Copy all of the data below verbatim, keeping every line in its original order.
────────────────────
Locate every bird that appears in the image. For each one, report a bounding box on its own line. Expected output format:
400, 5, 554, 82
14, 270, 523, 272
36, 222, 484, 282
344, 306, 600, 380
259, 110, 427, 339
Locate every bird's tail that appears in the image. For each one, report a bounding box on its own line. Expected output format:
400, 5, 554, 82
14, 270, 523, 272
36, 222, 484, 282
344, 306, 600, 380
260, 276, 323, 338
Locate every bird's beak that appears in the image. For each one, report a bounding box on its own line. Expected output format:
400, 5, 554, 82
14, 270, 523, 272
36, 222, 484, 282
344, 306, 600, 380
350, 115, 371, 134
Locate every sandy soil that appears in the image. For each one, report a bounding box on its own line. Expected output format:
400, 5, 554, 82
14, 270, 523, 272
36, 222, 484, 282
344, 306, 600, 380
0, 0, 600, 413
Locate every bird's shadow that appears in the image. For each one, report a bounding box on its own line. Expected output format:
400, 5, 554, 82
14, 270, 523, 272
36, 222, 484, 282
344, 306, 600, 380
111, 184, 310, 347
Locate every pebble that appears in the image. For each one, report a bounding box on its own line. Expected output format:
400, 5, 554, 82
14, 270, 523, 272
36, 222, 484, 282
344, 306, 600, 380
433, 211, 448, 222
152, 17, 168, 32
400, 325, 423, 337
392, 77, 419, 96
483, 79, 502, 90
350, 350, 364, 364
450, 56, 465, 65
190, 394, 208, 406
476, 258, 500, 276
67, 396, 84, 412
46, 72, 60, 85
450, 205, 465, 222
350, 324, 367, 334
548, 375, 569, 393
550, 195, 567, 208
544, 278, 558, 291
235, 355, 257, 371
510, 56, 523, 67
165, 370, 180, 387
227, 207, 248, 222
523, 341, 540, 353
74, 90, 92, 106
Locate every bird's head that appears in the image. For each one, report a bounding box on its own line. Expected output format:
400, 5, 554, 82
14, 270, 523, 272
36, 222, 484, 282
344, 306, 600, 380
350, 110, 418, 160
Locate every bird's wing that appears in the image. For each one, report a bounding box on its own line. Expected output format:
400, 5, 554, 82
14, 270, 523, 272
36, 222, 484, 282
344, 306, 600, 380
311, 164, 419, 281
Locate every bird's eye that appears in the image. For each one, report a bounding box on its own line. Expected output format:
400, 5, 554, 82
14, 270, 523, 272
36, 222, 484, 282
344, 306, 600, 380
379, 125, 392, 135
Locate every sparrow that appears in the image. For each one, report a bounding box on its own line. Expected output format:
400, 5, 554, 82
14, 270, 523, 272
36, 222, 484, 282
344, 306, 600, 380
────────────────────
■ **Answer**
Locate every bird that appears in the image. For each one, report a bounding box on its own line. Expected output format:
400, 5, 554, 82
14, 270, 523, 272
36, 222, 484, 282
344, 306, 600, 380
259, 110, 427, 339
Locate every bird's tail that appears in the image. For each one, report a bounding box on its own line. Expected output format:
400, 5, 554, 82
14, 270, 523, 272
36, 222, 484, 282
344, 306, 600, 380
260, 276, 323, 338
Locate every bird's beak that appears in the image. For each one, report a bounding box on its own line. Expected output format:
400, 5, 554, 82
14, 270, 523, 272
36, 222, 484, 282
344, 306, 600, 380
350, 115, 371, 134
Locate every sandy soil that appears in the image. For each one, report a bounding box on its own line. Expected output format:
400, 5, 554, 82
14, 270, 523, 272
36, 222, 484, 282
344, 306, 600, 380
0, 0, 600, 413
Locate every bird's shadow that appears in the image. For each one, report a bounding box on its own line. Expected output format:
400, 5, 554, 82
14, 270, 523, 272
36, 222, 484, 282
344, 306, 600, 380
111, 184, 310, 347
Locate every pebble that appears in the image. For each one, report a bounding box on its own line. Expected output format:
400, 5, 554, 82
14, 270, 523, 272
36, 222, 484, 282
344, 306, 600, 380
433, 211, 448, 222
152, 17, 168, 32
400, 325, 423, 337
392, 77, 419, 96
483, 79, 502, 90
350, 350, 364, 364
450, 56, 465, 65
190, 394, 208, 406
476, 258, 500, 276
67, 396, 84, 412
46, 72, 60, 85
450, 205, 465, 222
350, 324, 367, 334
548, 375, 569, 393
550, 195, 567, 208
544, 278, 558, 291
235, 355, 257, 371
510, 56, 523, 67
165, 370, 180, 387
227, 207, 248, 222
523, 341, 540, 353
74, 90, 92, 106
Locate every bird's head that appears in the image. For each one, report a bounding box on its own line. Expected output format:
400, 5, 554, 82
14, 270, 523, 272
36, 222, 484, 282
344, 306, 600, 380
350, 110, 418, 160
Locate every bird's wing that appears in the image. For each one, report a bounding box on its own line. Expected output format:
400, 5, 554, 82
14, 270, 523, 272
36, 222, 484, 282
344, 306, 600, 380
311, 164, 419, 281
Locate every bird's eye that appears in the image. For each one, report a bounding box on its own line. Expected output format:
400, 5, 554, 82
14, 270, 523, 272
36, 222, 484, 282
344, 306, 600, 380
379, 125, 392, 135
Locate every sparrow that appears in the image. For each one, report a bounding box on its own line. Expected output format:
400, 5, 554, 82
14, 270, 523, 272
36, 222, 484, 282
344, 306, 600, 380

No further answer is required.